■ **Instructions to follow**
Pictures are not part of the answer. Return the lines from the one containing "the sky, reported" through the end of the data, both included, exactly as they appear.

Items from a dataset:

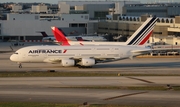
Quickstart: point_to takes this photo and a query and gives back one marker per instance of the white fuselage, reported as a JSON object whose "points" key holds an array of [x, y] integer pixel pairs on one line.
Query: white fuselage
{"points": [[55, 54]]}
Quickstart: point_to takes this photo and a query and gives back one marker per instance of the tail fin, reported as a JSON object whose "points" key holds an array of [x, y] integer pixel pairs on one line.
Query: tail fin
{"points": [[44, 34], [143, 33], [79, 39], [60, 36]]}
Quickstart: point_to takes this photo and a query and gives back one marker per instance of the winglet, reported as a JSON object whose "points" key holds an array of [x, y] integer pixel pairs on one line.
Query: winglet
{"points": [[143, 33]]}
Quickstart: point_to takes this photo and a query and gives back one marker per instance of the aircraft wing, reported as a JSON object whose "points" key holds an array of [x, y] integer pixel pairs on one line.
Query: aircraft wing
{"points": [[141, 51]]}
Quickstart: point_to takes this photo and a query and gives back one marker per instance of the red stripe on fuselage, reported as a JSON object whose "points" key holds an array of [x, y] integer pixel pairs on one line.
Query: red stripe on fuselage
{"points": [[65, 51], [146, 38]]}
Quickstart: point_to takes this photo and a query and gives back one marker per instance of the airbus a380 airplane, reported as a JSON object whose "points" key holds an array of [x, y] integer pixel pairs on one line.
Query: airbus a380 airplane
{"points": [[81, 56], [140, 37], [87, 55]]}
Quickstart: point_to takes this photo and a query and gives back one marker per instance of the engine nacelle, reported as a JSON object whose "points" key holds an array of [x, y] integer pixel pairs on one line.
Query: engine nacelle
{"points": [[87, 62], [67, 62]]}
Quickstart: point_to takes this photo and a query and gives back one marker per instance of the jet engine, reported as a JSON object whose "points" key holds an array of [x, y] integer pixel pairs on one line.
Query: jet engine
{"points": [[87, 62], [67, 62]]}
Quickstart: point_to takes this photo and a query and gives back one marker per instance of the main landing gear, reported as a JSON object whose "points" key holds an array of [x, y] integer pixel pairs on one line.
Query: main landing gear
{"points": [[84, 66]]}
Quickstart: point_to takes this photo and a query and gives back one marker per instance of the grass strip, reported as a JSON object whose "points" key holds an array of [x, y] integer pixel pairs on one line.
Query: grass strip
{"points": [[151, 88]]}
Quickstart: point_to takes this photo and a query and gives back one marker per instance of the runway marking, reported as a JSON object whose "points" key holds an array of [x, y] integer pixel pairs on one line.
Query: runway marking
{"points": [[140, 80], [125, 95]]}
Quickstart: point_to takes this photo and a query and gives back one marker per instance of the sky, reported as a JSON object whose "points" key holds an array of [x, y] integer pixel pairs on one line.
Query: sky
{"points": [[56, 1]]}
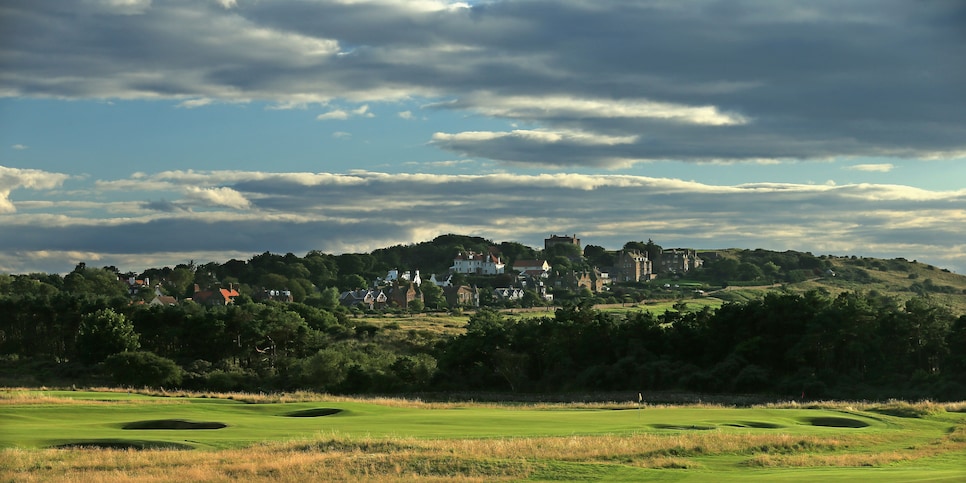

■ **Solution for this task**
Quickstart: point_to takes this photo and a query and gives back one marker per instance of the sky, reported as a JSON object whose "points" key holds an array of [x, y] integer pixel pairs on one line.
Query: sky
{"points": [[56, 1]]}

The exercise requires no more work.